[start RECORDS SUPPLIED]

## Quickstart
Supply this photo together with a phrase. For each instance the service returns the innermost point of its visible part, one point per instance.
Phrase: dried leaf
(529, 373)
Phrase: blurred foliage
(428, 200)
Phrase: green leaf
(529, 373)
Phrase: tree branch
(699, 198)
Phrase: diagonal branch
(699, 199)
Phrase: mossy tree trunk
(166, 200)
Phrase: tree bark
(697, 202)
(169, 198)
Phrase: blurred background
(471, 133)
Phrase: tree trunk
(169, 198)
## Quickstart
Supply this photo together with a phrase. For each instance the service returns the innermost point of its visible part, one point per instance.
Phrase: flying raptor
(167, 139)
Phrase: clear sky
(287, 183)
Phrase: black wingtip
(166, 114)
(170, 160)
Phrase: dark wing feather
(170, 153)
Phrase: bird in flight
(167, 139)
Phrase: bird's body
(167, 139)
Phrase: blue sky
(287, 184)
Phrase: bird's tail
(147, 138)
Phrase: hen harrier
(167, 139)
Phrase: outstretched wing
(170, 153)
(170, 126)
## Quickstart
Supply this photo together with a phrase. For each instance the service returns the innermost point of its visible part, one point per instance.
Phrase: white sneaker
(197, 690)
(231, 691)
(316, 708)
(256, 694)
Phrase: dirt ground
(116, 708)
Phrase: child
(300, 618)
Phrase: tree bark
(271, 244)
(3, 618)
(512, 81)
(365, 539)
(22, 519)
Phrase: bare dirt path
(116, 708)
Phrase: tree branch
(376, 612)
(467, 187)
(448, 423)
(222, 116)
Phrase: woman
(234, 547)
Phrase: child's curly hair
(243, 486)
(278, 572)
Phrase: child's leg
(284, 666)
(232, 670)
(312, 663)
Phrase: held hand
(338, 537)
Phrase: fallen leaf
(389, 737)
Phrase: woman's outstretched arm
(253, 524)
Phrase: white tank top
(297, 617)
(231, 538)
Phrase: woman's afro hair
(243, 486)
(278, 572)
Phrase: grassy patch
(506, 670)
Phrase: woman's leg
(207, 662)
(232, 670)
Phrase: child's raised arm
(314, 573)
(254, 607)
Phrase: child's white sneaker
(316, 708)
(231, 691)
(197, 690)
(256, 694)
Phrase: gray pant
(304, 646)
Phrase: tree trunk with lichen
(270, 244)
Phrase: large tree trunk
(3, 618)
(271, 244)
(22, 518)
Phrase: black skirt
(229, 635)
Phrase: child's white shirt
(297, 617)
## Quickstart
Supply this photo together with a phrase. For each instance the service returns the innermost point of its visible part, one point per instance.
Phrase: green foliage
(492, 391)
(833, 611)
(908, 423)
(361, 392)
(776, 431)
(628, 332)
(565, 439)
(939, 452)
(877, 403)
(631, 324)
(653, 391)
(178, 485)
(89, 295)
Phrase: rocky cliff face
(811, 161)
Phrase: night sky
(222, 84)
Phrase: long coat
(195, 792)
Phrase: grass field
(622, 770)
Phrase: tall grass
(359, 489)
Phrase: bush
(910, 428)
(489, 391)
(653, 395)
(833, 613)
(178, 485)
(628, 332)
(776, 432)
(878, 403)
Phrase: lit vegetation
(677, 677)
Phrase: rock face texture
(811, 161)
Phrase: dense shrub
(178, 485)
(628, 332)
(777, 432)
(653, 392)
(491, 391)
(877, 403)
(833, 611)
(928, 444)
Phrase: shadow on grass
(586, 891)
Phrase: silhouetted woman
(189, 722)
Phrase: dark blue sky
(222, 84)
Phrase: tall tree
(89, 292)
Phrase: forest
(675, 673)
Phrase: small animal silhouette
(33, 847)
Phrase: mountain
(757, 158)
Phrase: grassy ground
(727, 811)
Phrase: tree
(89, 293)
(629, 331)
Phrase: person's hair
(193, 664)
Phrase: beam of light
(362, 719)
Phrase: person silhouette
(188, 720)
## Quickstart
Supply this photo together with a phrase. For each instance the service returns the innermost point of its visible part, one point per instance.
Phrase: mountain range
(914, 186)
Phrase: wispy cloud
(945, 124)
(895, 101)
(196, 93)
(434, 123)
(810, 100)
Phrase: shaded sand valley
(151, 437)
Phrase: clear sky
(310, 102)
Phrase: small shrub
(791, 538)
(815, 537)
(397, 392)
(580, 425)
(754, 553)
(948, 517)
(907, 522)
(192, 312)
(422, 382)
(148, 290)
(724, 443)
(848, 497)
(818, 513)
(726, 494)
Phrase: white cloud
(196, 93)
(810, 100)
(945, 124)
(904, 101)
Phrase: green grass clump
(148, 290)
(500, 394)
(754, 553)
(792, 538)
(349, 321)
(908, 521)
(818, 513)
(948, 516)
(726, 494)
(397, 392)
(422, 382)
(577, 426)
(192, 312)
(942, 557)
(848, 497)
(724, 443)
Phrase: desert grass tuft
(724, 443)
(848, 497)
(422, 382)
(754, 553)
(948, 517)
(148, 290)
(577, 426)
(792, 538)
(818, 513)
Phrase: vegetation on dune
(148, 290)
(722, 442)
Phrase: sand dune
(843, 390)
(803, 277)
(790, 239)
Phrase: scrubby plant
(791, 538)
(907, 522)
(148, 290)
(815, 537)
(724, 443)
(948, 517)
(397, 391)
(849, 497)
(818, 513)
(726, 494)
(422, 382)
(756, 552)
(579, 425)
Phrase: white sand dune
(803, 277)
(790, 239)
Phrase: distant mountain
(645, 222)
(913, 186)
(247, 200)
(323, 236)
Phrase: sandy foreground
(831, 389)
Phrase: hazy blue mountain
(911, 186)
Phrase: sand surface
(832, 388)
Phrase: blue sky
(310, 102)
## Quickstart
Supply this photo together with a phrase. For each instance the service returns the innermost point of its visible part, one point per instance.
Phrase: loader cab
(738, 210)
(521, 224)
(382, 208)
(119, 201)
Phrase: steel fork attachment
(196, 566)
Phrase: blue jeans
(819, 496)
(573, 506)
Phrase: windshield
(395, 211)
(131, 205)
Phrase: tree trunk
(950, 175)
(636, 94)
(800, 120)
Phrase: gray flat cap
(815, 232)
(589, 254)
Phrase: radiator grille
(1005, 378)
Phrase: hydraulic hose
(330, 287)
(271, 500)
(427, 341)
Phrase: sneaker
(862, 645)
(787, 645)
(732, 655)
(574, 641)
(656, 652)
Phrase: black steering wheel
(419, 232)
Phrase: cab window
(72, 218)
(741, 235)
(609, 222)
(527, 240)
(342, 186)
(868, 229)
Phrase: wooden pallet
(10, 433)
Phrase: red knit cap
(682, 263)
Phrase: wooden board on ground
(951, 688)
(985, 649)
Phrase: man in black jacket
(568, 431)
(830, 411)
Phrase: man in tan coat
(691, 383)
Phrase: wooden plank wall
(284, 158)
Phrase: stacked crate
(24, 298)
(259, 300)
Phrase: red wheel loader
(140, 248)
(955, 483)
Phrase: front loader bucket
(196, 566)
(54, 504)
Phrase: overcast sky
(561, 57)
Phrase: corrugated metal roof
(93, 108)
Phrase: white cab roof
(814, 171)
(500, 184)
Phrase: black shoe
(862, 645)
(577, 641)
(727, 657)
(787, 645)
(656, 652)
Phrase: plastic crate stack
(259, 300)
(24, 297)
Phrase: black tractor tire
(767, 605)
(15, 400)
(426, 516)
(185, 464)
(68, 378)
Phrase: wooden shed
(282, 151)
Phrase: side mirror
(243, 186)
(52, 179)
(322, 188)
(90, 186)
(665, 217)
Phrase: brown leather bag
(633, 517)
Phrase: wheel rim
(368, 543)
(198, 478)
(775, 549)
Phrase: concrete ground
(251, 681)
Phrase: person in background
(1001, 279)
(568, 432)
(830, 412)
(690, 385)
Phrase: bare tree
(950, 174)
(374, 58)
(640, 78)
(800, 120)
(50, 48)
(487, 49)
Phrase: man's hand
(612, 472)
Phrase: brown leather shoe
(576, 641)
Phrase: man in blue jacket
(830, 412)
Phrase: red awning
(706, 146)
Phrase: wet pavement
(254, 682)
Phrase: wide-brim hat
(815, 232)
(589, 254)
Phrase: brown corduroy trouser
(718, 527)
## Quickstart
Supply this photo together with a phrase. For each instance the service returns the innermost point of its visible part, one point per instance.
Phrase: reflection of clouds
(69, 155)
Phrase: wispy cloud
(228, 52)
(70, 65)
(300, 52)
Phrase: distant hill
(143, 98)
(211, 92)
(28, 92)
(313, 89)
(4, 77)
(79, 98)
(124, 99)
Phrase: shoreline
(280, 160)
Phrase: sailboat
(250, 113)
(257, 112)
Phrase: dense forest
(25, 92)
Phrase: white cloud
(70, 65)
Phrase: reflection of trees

[end RECORDS SUPPLIED]

Return the items verbatim, from the line holding "Phrase: red knit cap" through the end of the items, inclusive.

Phrase: red knit cap
(682, 263)
Phrase: wooden board on ground
(951, 688)
(985, 649)
Phrase: man in black jacket
(568, 431)
(830, 411)
Phrase: man in tan coat
(691, 383)
Phrase: wooden plank wall
(284, 158)
Phrase: stacked crate
(24, 298)
(259, 300)
Phrase: red wheel loader
(140, 248)
(955, 483)
Phrase: front loader bucket
(196, 566)
(54, 504)
Phrase: overcast sky
(561, 57)
Phrase: corrugated metal roof
(93, 108)
Phrase: white cab roof
(814, 171)
(500, 184)
Phrase: black shoe
(862, 645)
(577, 641)
(727, 657)
(787, 645)
(656, 652)
Phrase: plastic crate stack
(259, 300)
(24, 297)
Phrase: black tractor tire
(767, 605)
(15, 400)
(426, 516)
(185, 464)
(68, 378)
Phrase: wooden shed
(282, 151)
Phrase: side mirror
(243, 186)
(52, 179)
(322, 188)
(90, 186)
(665, 217)
Phrase: brown leather bag
(633, 517)
Phrase: wheel rim
(368, 543)
(198, 478)
(775, 549)
Phrase: concrete ground
(251, 681)
Phrase: person in background
(1001, 279)
(568, 432)
(830, 412)
(690, 385)
Phrase: bare tree
(950, 174)
(374, 58)
(640, 78)
(800, 120)
(50, 48)
(487, 49)
Phrase: man's hand
(612, 472)
Phrase: brown leather shoe
(576, 641)
Phrase: man in blue jacket
(830, 412)
Phrase: red awning
(706, 146)
Phrase: wet pavement
(254, 682)
Phrase: wide-brim hat
(815, 232)
(589, 254)
Phrase: brown corduroy trouser
(718, 527)
## Quickstart
Supply this photo together with a phrase. For each instance the service returns the innermost point of its visible part, one point per instance.
Phrase: reflection of clouds
(69, 155)
Phrase: wispy cloud
(228, 52)
(70, 65)
(300, 52)
Phrase: distant hill
(143, 98)
(211, 92)
(28, 92)
(313, 89)
(4, 77)
(79, 98)
(124, 99)
Phrase: shoreline
(280, 160)
Phrase: sailboat
(250, 113)
(257, 112)
Phrase: dense forest
(25, 92)
Phrase: white cloud
(70, 65)
Phrase: reflection of trees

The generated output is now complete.